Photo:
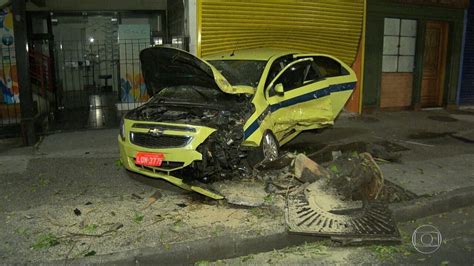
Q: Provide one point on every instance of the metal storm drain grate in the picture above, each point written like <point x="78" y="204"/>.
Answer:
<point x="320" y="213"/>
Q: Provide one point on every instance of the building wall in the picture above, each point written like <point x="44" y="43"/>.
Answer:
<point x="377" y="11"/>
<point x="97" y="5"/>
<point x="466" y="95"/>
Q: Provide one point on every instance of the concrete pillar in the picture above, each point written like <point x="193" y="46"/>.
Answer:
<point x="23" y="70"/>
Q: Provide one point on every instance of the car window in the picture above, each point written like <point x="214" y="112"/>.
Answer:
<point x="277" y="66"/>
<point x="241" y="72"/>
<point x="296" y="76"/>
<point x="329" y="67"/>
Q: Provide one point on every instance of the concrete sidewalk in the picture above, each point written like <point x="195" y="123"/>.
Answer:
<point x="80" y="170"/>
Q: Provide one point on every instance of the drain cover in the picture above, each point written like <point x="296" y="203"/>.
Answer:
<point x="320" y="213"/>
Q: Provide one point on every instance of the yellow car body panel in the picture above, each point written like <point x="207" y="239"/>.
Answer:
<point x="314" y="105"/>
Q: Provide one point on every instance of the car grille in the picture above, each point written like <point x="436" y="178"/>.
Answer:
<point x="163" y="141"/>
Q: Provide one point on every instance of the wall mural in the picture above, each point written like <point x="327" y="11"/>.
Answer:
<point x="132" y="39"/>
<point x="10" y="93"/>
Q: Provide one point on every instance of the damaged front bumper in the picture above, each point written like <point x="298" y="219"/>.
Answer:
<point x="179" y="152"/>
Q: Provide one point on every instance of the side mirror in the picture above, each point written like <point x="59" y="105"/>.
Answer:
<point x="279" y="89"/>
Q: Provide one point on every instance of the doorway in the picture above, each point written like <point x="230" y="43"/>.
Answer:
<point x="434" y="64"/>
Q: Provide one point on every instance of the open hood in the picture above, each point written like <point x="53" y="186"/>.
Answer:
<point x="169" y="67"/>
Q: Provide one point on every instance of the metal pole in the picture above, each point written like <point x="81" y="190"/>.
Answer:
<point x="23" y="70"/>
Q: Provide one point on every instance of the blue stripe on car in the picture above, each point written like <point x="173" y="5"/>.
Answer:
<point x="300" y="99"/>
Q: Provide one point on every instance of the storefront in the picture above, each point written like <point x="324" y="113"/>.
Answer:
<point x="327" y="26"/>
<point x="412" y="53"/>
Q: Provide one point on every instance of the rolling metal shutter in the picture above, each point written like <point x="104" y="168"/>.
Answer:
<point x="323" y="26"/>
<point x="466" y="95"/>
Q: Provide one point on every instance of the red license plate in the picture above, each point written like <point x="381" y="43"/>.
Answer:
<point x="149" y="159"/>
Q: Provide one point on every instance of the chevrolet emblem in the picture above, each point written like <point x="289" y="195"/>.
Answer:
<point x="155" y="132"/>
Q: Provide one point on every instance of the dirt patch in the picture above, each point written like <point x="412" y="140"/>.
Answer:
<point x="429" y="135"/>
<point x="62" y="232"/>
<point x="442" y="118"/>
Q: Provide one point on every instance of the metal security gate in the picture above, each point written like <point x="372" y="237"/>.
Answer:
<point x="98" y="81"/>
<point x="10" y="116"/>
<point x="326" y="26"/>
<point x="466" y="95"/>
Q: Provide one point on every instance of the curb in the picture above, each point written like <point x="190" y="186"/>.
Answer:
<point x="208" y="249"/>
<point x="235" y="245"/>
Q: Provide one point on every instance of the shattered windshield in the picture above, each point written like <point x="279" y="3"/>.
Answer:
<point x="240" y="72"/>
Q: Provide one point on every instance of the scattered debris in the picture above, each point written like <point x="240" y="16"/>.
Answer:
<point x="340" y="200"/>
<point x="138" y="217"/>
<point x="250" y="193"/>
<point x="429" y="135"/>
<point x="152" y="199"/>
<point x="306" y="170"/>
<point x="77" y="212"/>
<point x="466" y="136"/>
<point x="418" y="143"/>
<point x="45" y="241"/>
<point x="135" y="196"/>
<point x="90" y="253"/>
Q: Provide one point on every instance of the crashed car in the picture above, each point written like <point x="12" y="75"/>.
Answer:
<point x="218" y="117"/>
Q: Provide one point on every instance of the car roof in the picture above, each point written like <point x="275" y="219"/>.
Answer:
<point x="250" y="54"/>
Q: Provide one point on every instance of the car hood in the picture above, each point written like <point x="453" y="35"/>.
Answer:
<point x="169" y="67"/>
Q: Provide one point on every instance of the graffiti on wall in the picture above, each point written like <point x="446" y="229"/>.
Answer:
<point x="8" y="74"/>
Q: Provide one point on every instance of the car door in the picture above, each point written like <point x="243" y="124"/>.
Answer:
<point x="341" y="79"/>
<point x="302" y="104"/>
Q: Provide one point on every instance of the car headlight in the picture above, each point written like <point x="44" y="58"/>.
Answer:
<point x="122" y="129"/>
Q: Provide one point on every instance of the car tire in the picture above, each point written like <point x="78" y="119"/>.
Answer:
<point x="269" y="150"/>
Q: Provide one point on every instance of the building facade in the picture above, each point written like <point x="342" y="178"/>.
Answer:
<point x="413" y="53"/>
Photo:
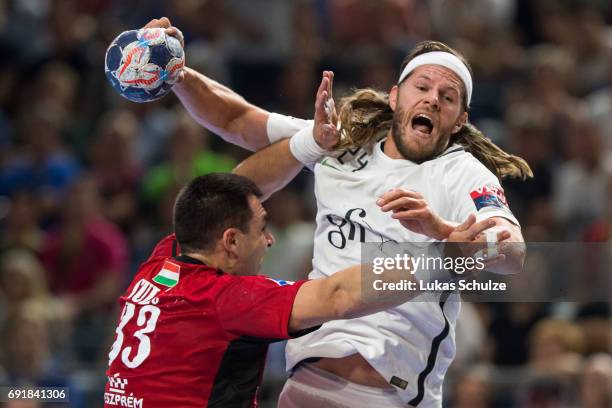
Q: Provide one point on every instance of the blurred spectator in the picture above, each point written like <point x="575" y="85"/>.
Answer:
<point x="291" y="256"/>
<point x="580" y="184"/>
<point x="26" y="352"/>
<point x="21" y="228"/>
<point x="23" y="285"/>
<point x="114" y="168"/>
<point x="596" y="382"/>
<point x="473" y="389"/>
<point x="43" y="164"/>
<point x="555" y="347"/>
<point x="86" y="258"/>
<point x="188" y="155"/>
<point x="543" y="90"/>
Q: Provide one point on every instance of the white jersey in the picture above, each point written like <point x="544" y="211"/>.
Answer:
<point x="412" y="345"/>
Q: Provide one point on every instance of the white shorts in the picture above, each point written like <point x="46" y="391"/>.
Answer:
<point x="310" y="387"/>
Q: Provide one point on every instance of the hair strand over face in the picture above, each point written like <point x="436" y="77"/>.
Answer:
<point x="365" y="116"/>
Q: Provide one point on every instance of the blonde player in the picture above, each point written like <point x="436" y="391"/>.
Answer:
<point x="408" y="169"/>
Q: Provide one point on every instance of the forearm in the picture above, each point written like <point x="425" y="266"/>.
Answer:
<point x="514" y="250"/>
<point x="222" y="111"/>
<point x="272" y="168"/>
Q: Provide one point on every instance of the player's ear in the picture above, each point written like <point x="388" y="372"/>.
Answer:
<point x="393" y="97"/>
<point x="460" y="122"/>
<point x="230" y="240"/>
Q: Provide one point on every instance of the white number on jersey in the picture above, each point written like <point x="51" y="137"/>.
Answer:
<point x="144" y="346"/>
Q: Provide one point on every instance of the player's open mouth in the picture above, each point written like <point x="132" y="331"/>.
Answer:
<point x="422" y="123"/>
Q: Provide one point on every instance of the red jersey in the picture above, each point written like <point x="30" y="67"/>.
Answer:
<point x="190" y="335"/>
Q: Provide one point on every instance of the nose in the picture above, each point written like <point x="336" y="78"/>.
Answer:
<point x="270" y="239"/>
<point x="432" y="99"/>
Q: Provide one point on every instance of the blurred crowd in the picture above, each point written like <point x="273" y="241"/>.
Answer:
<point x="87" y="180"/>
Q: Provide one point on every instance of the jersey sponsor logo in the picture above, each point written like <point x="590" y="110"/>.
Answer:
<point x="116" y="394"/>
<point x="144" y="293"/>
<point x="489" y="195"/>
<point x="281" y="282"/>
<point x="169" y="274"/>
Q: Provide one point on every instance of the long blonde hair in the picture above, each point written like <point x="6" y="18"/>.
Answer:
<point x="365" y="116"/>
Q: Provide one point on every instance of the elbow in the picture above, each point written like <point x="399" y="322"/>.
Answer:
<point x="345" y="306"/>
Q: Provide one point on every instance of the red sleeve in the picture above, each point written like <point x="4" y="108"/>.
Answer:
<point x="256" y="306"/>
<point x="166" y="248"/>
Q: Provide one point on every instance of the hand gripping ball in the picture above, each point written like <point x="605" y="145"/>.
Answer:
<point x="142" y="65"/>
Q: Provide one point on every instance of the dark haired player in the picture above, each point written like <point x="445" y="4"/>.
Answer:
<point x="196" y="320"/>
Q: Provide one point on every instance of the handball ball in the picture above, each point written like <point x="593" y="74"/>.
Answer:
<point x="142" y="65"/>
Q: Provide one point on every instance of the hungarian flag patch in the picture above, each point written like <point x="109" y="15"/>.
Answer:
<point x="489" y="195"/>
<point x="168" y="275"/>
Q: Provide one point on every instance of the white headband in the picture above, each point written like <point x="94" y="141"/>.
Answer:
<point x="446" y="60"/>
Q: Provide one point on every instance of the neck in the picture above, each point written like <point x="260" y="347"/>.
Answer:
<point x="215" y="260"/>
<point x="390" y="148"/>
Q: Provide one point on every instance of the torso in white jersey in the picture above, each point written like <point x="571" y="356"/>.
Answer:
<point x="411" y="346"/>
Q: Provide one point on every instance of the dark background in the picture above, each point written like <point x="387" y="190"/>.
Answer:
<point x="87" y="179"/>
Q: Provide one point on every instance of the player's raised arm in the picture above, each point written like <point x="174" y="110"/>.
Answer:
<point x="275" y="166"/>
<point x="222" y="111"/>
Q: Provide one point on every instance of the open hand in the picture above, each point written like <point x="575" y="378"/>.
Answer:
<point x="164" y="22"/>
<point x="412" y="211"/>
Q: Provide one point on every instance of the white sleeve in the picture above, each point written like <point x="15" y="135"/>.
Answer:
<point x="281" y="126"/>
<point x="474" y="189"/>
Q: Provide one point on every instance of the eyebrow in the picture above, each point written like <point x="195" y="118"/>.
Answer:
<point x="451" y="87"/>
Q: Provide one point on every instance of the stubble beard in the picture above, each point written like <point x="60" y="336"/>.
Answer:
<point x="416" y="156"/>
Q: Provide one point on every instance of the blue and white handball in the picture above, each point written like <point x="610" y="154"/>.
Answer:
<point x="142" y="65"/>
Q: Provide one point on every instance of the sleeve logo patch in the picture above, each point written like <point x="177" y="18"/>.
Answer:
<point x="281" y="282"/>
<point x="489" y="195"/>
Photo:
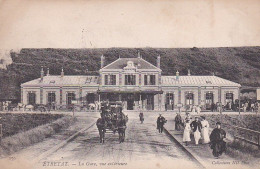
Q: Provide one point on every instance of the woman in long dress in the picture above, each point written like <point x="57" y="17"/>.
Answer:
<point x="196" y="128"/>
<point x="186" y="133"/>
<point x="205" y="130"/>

▸ **The problem**: Scan the records for the word "player" and copy every line where it is found.

▸ **Your solution**:
Q: Provide one point on every instance of the blonde player in the picture above, each point written like <point x="436" y="391"/>.
Q: Provide one point on every instance of the player's ear in the picture above, each point written like <point x="388" y="372"/>.
Q: Provide one point on every instance of the player's open mouth in the picture above, each point written like <point x="132" y="331"/>.
Q: Provide one point on every instance of the dark haired player in the picture above, each point written like <point x="445" y="4"/>.
Q: Provide one point on every instance of the player's raised arm in the picture above, each point written like <point x="174" y="110"/>.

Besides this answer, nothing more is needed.